_Passage_
===
Wagage explains that this study is meaningful in light of what is known about racial and ethnic disparities, as racial and ethnic minorities have experienced greater rates of job loss compared to white individuals, and experience worse health effects due to COVID-19, with respect to hospitalization and death, compared to white individuals.

Suraji Wagage, PhD, JD

The pandemic has also been marked by a surge in anti-Asian racism and violence. This study provides evidence of another way in which the pandemic may be disproportionately affecting racial and ethnic minorities, i.e. mental health.

— Suraji Wagage, PhD, JD

To contextualize this further, Wagage notes, "The pandemic has also been marked by a surge in anti-Asian racism and violence. This study provides evidence of another way in which the pandemic may be disproportionately affecting racial and ethnic minorities, i.e. mental health."

Wagage highlights how research demonstrates that racial and ethnic minorities already have reduced access to mental health services when compared to white individuals. "They are less likely to receive the best available treatments, and already-limited mental health services have been further stretched thin during the pandemic," she says.

As the study notes, Wagage explains, "Depression after job loss also predicts lower rates of reemployment, which can lead to serious long-term negative outcomes. Interventions related to this topic must take into account the differential impact that job loss can have on individuals of different backgrounds, and the overlapping effects of disparities in multiple areas."

Significant Shame and Guilt

Hopkins-trained psychiatrist and regional medical director for Community Psychiatry + MindPath Care Centers, Leela R. Magavi, MD, says, "Job loss and anxiety-inducing situations may disproportionately affect racial minorities."

Dr. Magavi explains, "These findings align with my clinical observations. My patients who identify as Asian American have conveyed that they feel a significant amount of shame and guilt when they are unable to work. Many of these individuals tend to internalize their feelings and blame themselves, which can exacerbate symptoms of depression and anxiety."  

Since enmeshment can intensify feelings of distress, Dr. Magavi says, "In many Asian American families, if one individual feels distressed, every other family member absorbs this distress, which can lead to collective helplessness. Furthermore, many Asian American individuals derive their self-worth from work performance due to multi-generational influences."
===
_Provided records_
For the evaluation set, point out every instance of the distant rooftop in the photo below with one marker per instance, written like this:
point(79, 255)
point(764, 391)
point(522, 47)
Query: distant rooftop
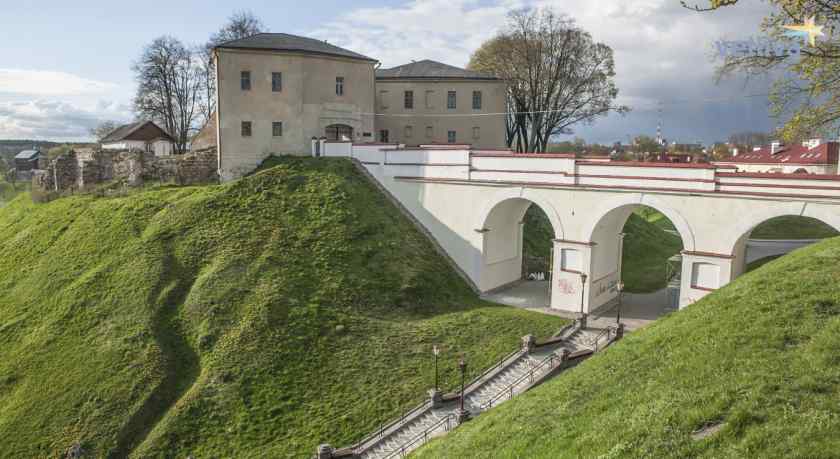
===
_Tasks to carry out_
A. In the passage on pandemic job loss and mental health, what does Wagage say depression after job loss predicts?
B. For each statement, say whether it agrees with the passage on pandemic job loss and mental health, and quote the words that decide it.
(i) Racial and ethnic minorities have experienced greater rates of job loss than white individuals.
(ii) Dr. Magavi says the findings conflict with what she has seen in her patients.
(iii) Dr. Magavi is a regional medical director for Community Psychiatry + MindPath Care Centers.
C. Write what comes next in the passage on pandemic job loss and mental health, picking up after its last sentence.
The material stands apart from the passage on pandemic job loss and mental health.

_Exercise responses_
A. Lower rates of reemployment.

B.
(i) Yes: "racial and ethnic minorities have experienced greater rates of job loss compared to white individuals"
(ii) No: "These findings align with my clinical observations."
(iii) Yes: "regional medical director for Community Psychiatry + MindPath Care Centers"

C.
Dr. Magavi explains that these research findings align well with existing literature on racial and ethnic mental health disparities. "While job loss can lead to distress, burnout can lead to anxiety and avoidance and increase absenteeism and job loss, perpetuating a vicious cycle," she says.

Leela R. Magavi, MD

My patients who identify as Asian American have conveyed that they feel a significant amount of shame and guilt when they are unable to work. Many of these individuals tend to internalize their feelings and blame themselves, which can exacerbate symptoms of depression and anxiety.

— Leela R. Magavi, MD

On a positive note, Dr. Magavi highlights that employers are providing resources to improve wellbeing. "Individuals of all backgrounds can experience more distress based on their temperament and personality, factors which were not examined in this study," she says.

Dr. Magavi highlights, "Familial discord has significantly increased and many dyadic relationships are suffering due to stress caused by job loss and monetary concerns; in fact, many patients have filed for divorce."

In this way, Dr. Magavi notes how some individuals are increasingly exposed to domestic violence due to displaced anger caused by the pandemic and associated stressors, like job loss. "Individuals who endure domestic violence are more likely to engage in corporal punishment. Individuals who have celebrated their sobriety for years have relapsed," she says.

What This Means For You

As this research demonstrates, pandemic-related job losses have had a substantial impact on psychological distress, with Asian Americans being the most severely impacted, followed by Black Americans. These findings provide a pressing reason for greater racial justice efforts given these disparities in both employment and mental health.